==== DATA RECORDS ====

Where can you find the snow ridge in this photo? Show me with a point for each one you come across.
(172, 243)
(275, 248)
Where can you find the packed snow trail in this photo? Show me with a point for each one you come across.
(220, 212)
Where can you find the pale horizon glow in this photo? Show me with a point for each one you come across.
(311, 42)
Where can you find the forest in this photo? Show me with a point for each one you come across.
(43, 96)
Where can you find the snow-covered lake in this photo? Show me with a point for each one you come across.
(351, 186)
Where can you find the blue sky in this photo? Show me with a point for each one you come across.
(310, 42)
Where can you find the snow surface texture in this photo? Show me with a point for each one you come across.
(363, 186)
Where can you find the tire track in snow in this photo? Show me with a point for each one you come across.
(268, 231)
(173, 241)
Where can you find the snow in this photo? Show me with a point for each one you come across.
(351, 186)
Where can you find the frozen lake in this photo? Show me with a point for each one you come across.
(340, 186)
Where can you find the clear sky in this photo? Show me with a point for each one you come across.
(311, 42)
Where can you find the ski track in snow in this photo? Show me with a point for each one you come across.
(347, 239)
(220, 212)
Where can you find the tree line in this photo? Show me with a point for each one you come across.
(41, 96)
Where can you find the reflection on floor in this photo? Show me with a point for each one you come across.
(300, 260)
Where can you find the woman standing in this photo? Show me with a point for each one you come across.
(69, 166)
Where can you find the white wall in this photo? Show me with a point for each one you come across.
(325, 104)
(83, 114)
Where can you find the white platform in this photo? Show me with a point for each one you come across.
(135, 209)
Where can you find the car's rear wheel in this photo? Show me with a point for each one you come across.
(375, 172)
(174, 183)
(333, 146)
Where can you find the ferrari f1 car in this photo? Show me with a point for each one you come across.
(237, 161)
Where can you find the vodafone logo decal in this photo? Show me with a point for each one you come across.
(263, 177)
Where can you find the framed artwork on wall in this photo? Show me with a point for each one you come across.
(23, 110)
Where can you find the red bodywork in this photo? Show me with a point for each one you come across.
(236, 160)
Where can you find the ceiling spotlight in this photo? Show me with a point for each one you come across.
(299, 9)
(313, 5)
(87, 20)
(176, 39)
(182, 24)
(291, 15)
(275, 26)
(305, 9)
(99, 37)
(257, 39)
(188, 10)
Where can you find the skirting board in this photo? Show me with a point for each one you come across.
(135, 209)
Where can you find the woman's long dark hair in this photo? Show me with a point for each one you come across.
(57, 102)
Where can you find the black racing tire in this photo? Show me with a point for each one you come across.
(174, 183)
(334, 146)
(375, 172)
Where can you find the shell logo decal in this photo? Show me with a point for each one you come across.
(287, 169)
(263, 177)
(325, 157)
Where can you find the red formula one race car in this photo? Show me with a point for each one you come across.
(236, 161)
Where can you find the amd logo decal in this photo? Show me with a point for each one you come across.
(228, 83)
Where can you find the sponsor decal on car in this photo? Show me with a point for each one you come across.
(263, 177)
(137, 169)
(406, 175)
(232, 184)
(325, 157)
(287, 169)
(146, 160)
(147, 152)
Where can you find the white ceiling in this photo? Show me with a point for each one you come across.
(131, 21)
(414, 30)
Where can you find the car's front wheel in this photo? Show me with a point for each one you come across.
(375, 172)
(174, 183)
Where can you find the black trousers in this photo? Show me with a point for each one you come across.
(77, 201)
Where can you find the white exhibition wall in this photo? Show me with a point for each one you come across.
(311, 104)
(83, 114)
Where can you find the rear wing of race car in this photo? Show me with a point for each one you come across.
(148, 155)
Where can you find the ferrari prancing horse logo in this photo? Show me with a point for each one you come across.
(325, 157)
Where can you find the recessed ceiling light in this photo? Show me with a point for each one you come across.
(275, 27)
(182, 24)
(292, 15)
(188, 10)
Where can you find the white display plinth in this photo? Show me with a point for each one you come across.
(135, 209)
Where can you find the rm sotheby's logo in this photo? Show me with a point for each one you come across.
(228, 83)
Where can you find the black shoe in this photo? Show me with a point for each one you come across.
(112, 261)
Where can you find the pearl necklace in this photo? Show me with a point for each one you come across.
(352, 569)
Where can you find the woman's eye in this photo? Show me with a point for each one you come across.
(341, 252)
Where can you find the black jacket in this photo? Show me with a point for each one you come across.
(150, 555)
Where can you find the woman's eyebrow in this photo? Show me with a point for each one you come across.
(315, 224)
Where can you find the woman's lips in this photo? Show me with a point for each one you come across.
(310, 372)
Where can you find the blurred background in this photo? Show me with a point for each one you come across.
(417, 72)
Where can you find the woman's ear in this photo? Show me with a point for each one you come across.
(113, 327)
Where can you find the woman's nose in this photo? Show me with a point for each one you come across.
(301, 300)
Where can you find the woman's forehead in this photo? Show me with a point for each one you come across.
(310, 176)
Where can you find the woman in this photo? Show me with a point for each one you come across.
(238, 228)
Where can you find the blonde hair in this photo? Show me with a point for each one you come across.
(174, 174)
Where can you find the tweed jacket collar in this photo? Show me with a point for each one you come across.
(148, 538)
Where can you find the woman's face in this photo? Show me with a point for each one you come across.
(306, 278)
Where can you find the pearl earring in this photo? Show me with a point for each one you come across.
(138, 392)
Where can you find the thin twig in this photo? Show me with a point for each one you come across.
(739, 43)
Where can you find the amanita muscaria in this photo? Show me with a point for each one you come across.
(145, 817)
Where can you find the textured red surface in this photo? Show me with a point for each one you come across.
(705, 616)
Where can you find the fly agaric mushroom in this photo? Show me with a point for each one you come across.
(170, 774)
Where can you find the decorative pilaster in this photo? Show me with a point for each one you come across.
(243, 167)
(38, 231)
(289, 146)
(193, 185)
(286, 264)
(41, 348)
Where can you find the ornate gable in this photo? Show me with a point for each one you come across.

====

▸ TASK BRIEF
Your task is to print all of the records exactly.

▸ WRITTEN RESPONSE
Where can you find the snow ridge in this photo? Show me with a point for each one you come across.
(172, 243)
(275, 248)
Where can you find the packed snow trail in this photo? Show me with a point for each one you come across.
(220, 212)
Where can you find the pale horizon glow in this photo? Show me with a point for each one you come across.
(311, 42)
Where can you find the forest in this photo? Show me with a point for each one you come across.
(43, 96)
Where can you find the snow-covered lake in this photo? Show me with a point for each one you come across.
(351, 186)
Where can you find the blue sky in this photo? Show me with a point for each one you come across.
(310, 42)
Where can you find the snow surface texture in this photo? Show me with a point for each one you come across.
(363, 186)
Where can you find the tire track in snow in this photo? Show me with a point for each one you come across.
(268, 231)
(173, 241)
Where can you find the snow in this photo? Show me with a point for each one you come across.
(351, 186)
Where can you find the frozen lake in this photo? Show me with a point for each one you come across.
(340, 186)
Where can you find the clear sky in this photo? Show me with a point for each one you come across.
(311, 42)
Where can you find the ski track in snow in this photo? Show me with a point for each one you come across.
(347, 239)
(220, 212)
Where can you find the tree line in this photo? Show me with a point for each one you come across.
(41, 96)
Where can you find the reflection on floor in this photo? Show me with a point for each one you come across.
(300, 260)
Where can you find the woman standing in this photo? Show me with a point for each one you come across.
(69, 166)
Where can you find the white wall in this photo? Show me with a point for each one you come across.
(325, 104)
(83, 114)
Where can you find the white platform in this photo? Show me with a point for each one you come across.
(135, 209)
Where can you find the car's rear wheel in this photo? Show me with a point for each one you come across.
(375, 172)
(174, 183)
(333, 146)
Where can you find the ferrari f1 car in this photo? Show me with a point for each one you come across.
(237, 161)
Where can you find the vodafone logo decal in this photo? Show me with a point for each one you come across.
(263, 177)
Where can you find the framed artwork on wall in this photo? Show me with a point for each one you come across.
(23, 110)
Where can you find the red bodywork in this photo? Show me with a point for each one you come across.
(236, 160)
Where can you find the ceiling spotlight in this photo? Show me with a point for each one you come across.
(299, 9)
(313, 5)
(87, 20)
(176, 39)
(182, 24)
(291, 15)
(275, 26)
(305, 9)
(99, 37)
(257, 39)
(188, 10)
Where can you find the skirting board in this photo? Show me with a point for each one you come across.
(135, 209)
Where can you find the woman's long dark hair in this photo? Show me with a point for each one you come across.
(57, 102)
Where can you find the black racing tire in this photo? Show me with a point for each one you come across.
(174, 183)
(334, 146)
(375, 172)
Where can you find the shell logo decal in this photo? Show me with a point for each one you come across.
(287, 169)
(263, 177)
(325, 157)
Where can you find the red formula one race car in this photo? Show me with a point for each one you come across.
(236, 161)
Where can you find the amd logo decal in this photo? Show me with a point for each one you come across.
(228, 83)
Where can you find the sponsor decal on car in this photo? Show me with a point for each one you come across.
(263, 177)
(137, 169)
(406, 175)
(232, 184)
(325, 157)
(287, 169)
(146, 160)
(147, 152)
Where can you find the white ceiling in this photo? Show me with a point for each one you come across.
(131, 21)
(414, 30)
Where can you find the car's front wheel in this photo? Show me with a point for each one you come across.
(375, 172)
(174, 183)
Where can you find the black trousers in this photo? Show me with a point for each one you come across.
(77, 201)
Where can you find the white exhibition wall in this photo? Show me with a point for each one you come across.
(311, 104)
(83, 114)
Where can you find the rear wing of race car in this photo? Show me with a point for each one you come across.
(148, 155)
Where can you find the ferrari prancing horse logo in this photo? Show me with a point for each one you come across.
(325, 157)
Where can you find the recessed ceiling light in this photo? Show me with a point for each one you come across.
(275, 27)
(182, 24)
(292, 15)
(188, 10)
Where can you find the white display plinth in this photo? Show me with a point for each one you come across.
(135, 209)
Where can you find the rm sotheby's logo in this photo? Show me with a point for each one you come across.
(228, 83)
Where can you find the black shoe in this photo? Show me with a point for each one you come across.
(112, 261)
Where can you find the pearl necklace in this photo? Show me with a point for each one you come across.
(352, 569)
Where can you find the woman's eye in this photo? Show me with a point for each one you come across.
(341, 252)
Where can you find the black jacket in this photo? Show me with a point for each one you come across.
(150, 555)
Where can you find the woman's eyebrow in this photo? Show me with a point for each one you come across.
(315, 224)
Where can you find the woman's lips in this photo? Show me with a point for each one you come across.
(310, 372)
Where can you find the blurred background in this photo? Show me with a point for each one you come across.
(417, 72)
Where can you find the woman's ear in this photo? Show me with a point for each one you come across.
(113, 327)
Where can you find the woman's nose in this photo? Show me with a point for each one you come across.
(301, 300)
Where can you find the woman's forehead in this photo? Show me with a point for each one you come across.
(310, 176)
Where can you find the woman in this photo? Show me with a point for each one you come across.
(238, 228)
Where can you find the blonde hair in this photo? Show me with a point for each one you come across.
(174, 174)
Where can you find the tweed jacket collar in this photo? Show me with a point for each one you come across.
(148, 538)
Where can you find the woman's face in this photo? Show me with a point for each one you come across.
(306, 278)
Where can you find the pearl earring in this photo? Show me with a point for each one you come across.
(138, 392)
Where can you find the thin twig in this photo? Show me with a point for each one you come across.
(739, 43)
Where can you find the amanita muscaria in this photo? Show me with a point for each one you come across.
(145, 817)
Where can you find the textured red surface in this photo? Show me with a point for each one you come across.
(705, 616)
Where can you find the fly agaric mushroom in this photo? Show me with a point for each one you come across.
(170, 774)
Where can you find the decorative pilaster in this photo? Show me with a point for each one you come across.
(243, 167)
(38, 231)
(289, 146)
(193, 185)
(286, 264)
(41, 348)
Where can you find the ornate gable in this photo? Show me with a point for each one you come across.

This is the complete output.